**** Given data

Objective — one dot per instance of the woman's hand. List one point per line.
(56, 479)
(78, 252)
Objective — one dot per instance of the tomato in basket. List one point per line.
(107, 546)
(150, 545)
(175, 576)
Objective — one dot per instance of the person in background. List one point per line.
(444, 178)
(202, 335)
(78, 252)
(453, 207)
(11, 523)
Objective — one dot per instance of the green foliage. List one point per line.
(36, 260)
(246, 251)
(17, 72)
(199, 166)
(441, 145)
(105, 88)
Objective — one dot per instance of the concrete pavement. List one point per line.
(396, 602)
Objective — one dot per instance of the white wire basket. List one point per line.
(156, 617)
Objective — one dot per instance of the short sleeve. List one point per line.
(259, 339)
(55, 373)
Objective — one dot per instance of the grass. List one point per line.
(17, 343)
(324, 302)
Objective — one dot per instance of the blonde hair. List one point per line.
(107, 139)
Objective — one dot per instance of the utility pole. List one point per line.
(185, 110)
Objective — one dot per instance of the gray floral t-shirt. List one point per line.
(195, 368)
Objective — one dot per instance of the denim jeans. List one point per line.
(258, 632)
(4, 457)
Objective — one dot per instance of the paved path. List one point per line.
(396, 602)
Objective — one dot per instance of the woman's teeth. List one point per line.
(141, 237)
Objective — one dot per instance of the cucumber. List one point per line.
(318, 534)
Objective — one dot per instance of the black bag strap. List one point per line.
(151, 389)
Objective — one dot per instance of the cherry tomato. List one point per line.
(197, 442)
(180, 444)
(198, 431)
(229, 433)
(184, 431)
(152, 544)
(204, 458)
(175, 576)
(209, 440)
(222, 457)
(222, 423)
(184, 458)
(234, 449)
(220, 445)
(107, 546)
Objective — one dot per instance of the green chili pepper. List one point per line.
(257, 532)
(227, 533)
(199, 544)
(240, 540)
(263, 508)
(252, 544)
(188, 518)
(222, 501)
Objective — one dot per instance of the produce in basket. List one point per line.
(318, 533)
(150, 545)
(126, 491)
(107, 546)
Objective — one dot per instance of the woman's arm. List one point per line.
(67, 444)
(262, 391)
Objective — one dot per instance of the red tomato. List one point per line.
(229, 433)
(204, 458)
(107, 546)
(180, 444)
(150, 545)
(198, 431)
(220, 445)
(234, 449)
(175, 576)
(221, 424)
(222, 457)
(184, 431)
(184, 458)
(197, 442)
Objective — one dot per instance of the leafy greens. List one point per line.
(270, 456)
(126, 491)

********
**** Given data

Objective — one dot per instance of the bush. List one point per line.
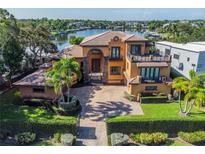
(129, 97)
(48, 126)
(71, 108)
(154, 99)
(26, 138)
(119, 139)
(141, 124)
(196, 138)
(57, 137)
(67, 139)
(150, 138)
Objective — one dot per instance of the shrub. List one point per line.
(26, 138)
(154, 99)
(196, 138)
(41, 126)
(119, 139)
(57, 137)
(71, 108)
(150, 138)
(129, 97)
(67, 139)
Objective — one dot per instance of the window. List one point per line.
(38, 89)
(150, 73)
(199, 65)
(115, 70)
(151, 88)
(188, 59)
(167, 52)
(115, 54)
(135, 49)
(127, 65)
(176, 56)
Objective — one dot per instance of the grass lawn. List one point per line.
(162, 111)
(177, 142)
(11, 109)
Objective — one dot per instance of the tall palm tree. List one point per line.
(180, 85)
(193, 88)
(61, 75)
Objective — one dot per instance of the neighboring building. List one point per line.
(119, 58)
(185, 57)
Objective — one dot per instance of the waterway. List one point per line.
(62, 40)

********

■ **What to work on**
Please identify and copy every line in the records above that contains the string "woman". Case counts.

■ **Output below**
Objective — one dot per instance of the woman's hand. List one point per line.
Objective — one dot per instance of the woman's teeth. List one point per line.
Objective — one dot per instance of the woman's arm. List one point per line.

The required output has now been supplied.